■ **設問**
**1)** 次の(a)～(c)がそれぞれ本文の内容と合っているかを「はい」か「いいえ」で答え、決め手となる本文の語句をそのまま引用して添える。(a) 「5年生存率50%」とは、がんと診断された100人のうち50人が5年後にも生きているという意味である。(b) 乳がんや前立腺がんなどでも、5年を目安にしている。(c) すべての部位やステージの生存率の平均は、2015年に62.0%だった。
**2)** 本文のうち「東京都出身。国立国際医療研究」で始まり「て集まれる、ということです。」まで続く部分を、「5年生存率」を「10年生存率」に置き換えて書き直してください。

■ **本文抜粋**
++++++++++++++++++++

今「がん」に関する情報があふれています。芸能人でもがんを公表する人がいるため、ある意味、よく聞く病気になりました。しかし、情報があふれているゆえに、本当に正しい情報はなんなのか……迷う人が多いのも事実です。
そこで、がん患者さんに日々接している現役の国立病院の内野三菜子医師が、がんの主治医に聞きにくいようなことや、知っておいたほうがいいことなどを解説した本『身近な人ががんになったときに役立つ知識76』を発売。この連載では、その本の中から気になるところを紹介していきます。
なぜ「5年生存率」を
がんの治療現場で使うのか?
東京都出身。国立国際医療研究センター国府台病院 放射線治療室長。聖マリアンナ医科大学放射線科、埼玉医科大学国際医療センター放射線腫瘍科を経て、カナダ・トロントのプリンセスマーガレット病院放射線腫瘍科にて、日本人初のクリニカルフェローとなる。並行してトロント大学オンタリオ教育研究所(大学院)医学教育学にて修士号取得。帰国後、国立国際医療研究センター病院を経て、現職。日本医学放射線学会専門医(放射線治療)、がん治療認定医
Q 「5年生存率50%」って、どんな意味?
「がんの5年生存率」は、がんと診断されてから5年後にどれくらいの人が生きているかを示しています。具体的には「5年生存率50%」と言うと、ある時点でがんと診断された人が100人いたとして、そのうちの50人が5年後にも生きて集まれる、ということです。
生存率は、診断からの期間によって異なり、がんの種類や調査目的に応じて、1年、2年、3年、5年、10年で比較する方法があります。その中で、がんの治療で使われることが多いのが「5年生存率」です。
がんは、見つかって治療をしてから2~3年以内に再発することが多く、5年を過ぎても再発や転移がなければ、治療や経過観察を一区切りできる目安となっているからです(乳がんや前立腺がんなどの場合は長期間経過してからの再発も多いので10年を目安にしています)。
全体的な日本人のがんの5年生存率は、医学の進歩により、徐々に改善されてきています。「がんの統計’15」(がん研究振興財団)によるとすべての部位やステージの生存率の平均は、1997年の62.0%から、2015年は68.8%まで伸びています。がんの告知をされたからといって、すぐに死をイメージする必要はないのです。

++++++++++++++++++++

■ **提供情報**
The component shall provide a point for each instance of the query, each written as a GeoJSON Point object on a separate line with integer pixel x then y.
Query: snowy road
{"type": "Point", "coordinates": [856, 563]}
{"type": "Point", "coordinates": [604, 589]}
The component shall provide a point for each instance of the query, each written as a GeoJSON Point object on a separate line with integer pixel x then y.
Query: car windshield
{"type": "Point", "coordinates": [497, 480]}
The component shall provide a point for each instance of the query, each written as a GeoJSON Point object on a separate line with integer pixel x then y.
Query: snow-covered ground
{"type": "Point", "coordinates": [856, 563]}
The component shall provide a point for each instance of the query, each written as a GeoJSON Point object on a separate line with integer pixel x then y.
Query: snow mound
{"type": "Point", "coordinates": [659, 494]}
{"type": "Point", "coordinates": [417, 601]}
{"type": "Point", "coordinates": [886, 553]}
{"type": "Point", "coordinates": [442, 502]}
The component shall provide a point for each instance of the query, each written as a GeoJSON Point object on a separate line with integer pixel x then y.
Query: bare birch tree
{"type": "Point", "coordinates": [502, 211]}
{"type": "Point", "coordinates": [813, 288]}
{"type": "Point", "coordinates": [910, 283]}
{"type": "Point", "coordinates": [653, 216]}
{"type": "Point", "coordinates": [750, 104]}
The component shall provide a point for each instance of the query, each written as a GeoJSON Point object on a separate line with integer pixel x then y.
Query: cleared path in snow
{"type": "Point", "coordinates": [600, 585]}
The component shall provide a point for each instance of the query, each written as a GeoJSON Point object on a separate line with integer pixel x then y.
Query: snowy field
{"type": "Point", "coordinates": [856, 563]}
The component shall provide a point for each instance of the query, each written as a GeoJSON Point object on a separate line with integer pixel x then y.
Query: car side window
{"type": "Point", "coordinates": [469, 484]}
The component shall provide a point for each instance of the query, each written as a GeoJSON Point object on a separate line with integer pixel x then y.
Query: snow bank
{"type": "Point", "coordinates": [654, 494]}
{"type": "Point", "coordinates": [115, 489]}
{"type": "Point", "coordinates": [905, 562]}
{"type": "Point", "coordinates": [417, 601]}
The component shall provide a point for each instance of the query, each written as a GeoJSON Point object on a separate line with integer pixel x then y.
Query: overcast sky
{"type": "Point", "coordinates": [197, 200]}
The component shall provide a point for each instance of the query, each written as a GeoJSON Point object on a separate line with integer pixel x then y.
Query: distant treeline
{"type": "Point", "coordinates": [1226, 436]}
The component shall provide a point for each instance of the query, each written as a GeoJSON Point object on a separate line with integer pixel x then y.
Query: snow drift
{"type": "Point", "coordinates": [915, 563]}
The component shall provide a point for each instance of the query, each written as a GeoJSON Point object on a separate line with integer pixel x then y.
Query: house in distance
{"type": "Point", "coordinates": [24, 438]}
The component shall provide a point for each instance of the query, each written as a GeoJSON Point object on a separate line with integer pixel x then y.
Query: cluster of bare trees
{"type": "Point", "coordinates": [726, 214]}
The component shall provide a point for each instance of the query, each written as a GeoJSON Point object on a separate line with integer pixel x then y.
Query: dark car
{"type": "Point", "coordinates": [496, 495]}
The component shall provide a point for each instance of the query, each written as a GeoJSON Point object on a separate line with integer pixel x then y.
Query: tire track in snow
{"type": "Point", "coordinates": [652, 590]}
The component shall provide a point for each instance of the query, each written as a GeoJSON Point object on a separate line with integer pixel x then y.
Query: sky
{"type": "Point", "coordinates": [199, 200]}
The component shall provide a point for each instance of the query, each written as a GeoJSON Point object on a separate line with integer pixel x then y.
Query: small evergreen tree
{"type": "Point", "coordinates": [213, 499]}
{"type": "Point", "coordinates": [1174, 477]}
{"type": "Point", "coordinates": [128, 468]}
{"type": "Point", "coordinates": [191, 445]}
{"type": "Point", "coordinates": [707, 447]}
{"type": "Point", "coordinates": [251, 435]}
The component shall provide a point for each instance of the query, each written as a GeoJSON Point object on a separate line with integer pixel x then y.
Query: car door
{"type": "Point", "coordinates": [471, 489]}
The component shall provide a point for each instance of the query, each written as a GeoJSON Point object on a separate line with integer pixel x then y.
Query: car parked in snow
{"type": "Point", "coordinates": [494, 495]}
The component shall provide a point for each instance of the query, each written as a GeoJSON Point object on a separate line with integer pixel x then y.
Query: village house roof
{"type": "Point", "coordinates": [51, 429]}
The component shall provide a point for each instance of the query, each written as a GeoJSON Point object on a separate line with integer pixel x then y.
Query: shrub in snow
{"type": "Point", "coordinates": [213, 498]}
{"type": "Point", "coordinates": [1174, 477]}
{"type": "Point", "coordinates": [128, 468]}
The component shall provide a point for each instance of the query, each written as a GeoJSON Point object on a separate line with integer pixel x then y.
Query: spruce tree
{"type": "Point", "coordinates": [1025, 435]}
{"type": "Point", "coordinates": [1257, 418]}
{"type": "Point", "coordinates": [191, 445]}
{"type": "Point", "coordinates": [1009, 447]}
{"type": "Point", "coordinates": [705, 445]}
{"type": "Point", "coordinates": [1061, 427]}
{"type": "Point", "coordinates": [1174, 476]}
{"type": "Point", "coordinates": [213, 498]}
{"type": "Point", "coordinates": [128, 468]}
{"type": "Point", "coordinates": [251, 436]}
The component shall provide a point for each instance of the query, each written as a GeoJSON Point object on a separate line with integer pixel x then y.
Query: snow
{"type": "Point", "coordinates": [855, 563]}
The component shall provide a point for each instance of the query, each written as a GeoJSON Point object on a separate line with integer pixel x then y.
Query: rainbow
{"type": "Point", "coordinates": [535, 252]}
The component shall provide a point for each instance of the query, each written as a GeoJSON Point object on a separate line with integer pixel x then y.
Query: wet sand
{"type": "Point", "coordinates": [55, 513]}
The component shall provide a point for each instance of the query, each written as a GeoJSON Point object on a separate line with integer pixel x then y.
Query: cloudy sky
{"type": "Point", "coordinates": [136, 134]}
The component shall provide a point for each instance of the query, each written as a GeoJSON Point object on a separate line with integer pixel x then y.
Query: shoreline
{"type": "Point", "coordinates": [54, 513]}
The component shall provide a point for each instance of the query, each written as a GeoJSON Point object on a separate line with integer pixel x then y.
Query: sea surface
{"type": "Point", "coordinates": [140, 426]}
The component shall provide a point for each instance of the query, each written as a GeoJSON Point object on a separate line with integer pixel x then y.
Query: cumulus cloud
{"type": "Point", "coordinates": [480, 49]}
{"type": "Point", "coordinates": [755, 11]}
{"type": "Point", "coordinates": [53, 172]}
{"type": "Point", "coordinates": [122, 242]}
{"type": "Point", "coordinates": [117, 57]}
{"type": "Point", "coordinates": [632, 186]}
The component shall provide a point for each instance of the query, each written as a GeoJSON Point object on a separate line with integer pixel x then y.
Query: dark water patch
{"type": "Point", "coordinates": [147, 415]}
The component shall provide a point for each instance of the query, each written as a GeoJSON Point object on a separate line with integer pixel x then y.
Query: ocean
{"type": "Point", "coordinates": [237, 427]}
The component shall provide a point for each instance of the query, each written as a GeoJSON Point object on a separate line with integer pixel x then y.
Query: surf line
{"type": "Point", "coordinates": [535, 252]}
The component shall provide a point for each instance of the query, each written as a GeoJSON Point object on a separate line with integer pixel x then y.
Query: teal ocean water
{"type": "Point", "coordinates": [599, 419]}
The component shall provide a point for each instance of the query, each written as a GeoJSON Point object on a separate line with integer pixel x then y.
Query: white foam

++++++++++++++++++++

■ **解答**
**1)**
(a) はい。「ある時点でがんと診断された人が100人いたとして、そのうちの50人が5年後にも生きて集まれる、ということです」
(b) いいえ。「乳がんや前立腺がんなどの場合は長期間経過してからの再発も多いので10年を目安にしています」
(c) いいえ。「1997年の62.0%から、2015年は68.8%まで伸びています」

**2)**
東京都出身。国立国際医療研究センター国府台病院 放射線治療室長。聖マリアンナ医科大学放射線科、埼玉医科大学国際医療センター放射線腫瘍科を経て、カナダ・トロントのプリンセスマーガレット病院放射線腫瘍科にて、日本人初のクリニカルフェローとなる。並行してトロント大学オンタリオ教育研究所(大学院)医学教育学にて修士号取得。帰国後、国立国際医療研究センター病院を経て、現職。日本医学放射線学会専門医(放射線治療)、がん治療認定医
Q 「10年生存率50%」って、どんな意味?
「がんの10年生存率」は、がんと診断されてから5年後にどれくらいの人が生きているかを示しています。具体的には「10年生存率50%」と言うと、ある時点でがんと診断された人が100人いたとして、そのうちの50人が5年後にも生きて集まれる、ということです。